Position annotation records

—————

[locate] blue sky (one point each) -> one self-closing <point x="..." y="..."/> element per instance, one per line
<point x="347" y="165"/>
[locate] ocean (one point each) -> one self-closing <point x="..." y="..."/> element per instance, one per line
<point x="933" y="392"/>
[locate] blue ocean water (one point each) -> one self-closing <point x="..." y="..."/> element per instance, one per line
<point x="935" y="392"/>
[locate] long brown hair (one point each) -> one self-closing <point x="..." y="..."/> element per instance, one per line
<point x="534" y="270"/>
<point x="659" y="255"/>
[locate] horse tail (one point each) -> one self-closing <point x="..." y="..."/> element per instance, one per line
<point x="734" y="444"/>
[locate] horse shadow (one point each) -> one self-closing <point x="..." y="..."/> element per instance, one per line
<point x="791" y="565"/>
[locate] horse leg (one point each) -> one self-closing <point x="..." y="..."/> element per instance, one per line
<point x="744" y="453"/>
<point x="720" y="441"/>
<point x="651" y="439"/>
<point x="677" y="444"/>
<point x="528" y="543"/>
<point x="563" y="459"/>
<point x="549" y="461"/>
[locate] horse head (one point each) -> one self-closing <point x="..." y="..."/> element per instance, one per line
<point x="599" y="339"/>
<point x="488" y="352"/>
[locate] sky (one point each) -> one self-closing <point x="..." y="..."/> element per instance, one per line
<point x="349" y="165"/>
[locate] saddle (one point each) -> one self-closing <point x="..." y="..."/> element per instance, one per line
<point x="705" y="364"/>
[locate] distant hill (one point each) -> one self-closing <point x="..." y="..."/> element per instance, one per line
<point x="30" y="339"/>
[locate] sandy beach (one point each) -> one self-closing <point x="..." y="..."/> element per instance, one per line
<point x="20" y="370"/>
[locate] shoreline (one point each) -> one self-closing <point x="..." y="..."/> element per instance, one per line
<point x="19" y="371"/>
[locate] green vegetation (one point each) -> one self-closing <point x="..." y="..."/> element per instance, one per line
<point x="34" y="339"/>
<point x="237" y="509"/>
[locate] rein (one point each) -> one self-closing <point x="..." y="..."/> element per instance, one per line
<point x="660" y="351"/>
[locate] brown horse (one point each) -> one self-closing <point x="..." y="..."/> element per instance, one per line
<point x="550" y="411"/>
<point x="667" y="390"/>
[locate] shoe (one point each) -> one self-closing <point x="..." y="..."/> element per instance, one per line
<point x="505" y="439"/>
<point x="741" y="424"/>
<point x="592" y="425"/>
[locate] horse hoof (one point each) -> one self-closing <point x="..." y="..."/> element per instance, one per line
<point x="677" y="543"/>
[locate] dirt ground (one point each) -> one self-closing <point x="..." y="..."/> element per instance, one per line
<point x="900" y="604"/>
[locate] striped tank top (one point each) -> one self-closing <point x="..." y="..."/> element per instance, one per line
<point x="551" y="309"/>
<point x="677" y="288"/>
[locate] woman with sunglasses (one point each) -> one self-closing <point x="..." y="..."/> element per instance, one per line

—————

• _To do_
Can you copy all of the records above, character for character, without changing anything?

• _Response to this task_
[locate] blue sky (one point each) -> one self-closing <point x="..." y="..."/> element per instance, one per line
<point x="347" y="165"/>
[locate] ocean (one point each) -> one self-closing <point x="..." y="..."/> element per instance, one per line
<point x="933" y="392"/>
[locate] blue ocean water (one point each) -> one self-closing <point x="..." y="..."/> element per instance, one per line
<point x="935" y="392"/>
[locate] long brown hair (one point each) -> one self-closing <point x="..." y="..."/> element per instance, one per line
<point x="534" y="270"/>
<point x="659" y="255"/>
[locate] horse tail (one point each) -> one self-closing <point x="..." y="..."/> element per instance, one per line
<point x="734" y="444"/>
[locate] horse shadow (one point each) -> one self-closing <point x="..." y="..."/> element per instance, one per line
<point x="791" y="565"/>
[locate] horse leg (one point each) -> one self-closing <point x="..." y="..."/> element per instance, one per line
<point x="744" y="453"/>
<point x="720" y="441"/>
<point x="651" y="439"/>
<point x="677" y="444"/>
<point x="528" y="543"/>
<point x="563" y="459"/>
<point x="549" y="461"/>
[locate] horse head (one point each) -> one self-closing <point x="..." y="..."/> element per instance, one per line
<point x="599" y="339"/>
<point x="488" y="352"/>
[locate] sky (one point each) -> one self-closing <point x="..." y="..."/> element per instance, one per line
<point x="349" y="165"/>
[locate] saddle (one point each) -> one self-closing <point x="..." y="..."/> element per instance, one per line
<point x="705" y="364"/>
[locate] distant hill (one point each) -> one self-closing <point x="..." y="..."/> element per instance, one per line
<point x="30" y="339"/>
[locate] sandy beach (one point each) -> one self-closing <point x="..." y="..."/> element per instance, one per line
<point x="20" y="370"/>
[locate] shoreline (one point each) -> one self-closing <point x="..." y="..."/> element per instance, one per line
<point x="19" y="371"/>
[locate] green vegetation (one point each) -> one self-closing <point x="..." y="..."/> element per instance, one per line
<point x="34" y="339"/>
<point x="237" y="509"/>
[locate] rein (one point each) -> one self-closing <point x="..." y="..."/> element per instance, one per line
<point x="660" y="351"/>
[locate] brown horse (one point each) -> one self-closing <point x="..." y="..."/> element per instance, one per line
<point x="550" y="411"/>
<point x="667" y="390"/>
[locate] shoe (one point each) -> one self-closing <point x="..." y="..."/> element per instance, one per line
<point x="505" y="439"/>
<point x="741" y="424"/>
<point x="592" y="425"/>
[locate] horse hoof (one point each) -> one self-closing <point x="..." y="..."/> element per instance, one per line
<point x="677" y="543"/>
[locate] dirt ground (one point each) -> one self-closing <point x="..." y="..."/> element per instance, one per line
<point x="900" y="604"/>
[locate] striped tank top (one point each) -> one self-closing <point x="..." y="..."/> element per instance, one per line
<point x="551" y="309"/>
<point x="677" y="288"/>
[locate] woman with sunglasses (one point each) -> one self-closing <point x="..." y="..."/> element per instance, one per line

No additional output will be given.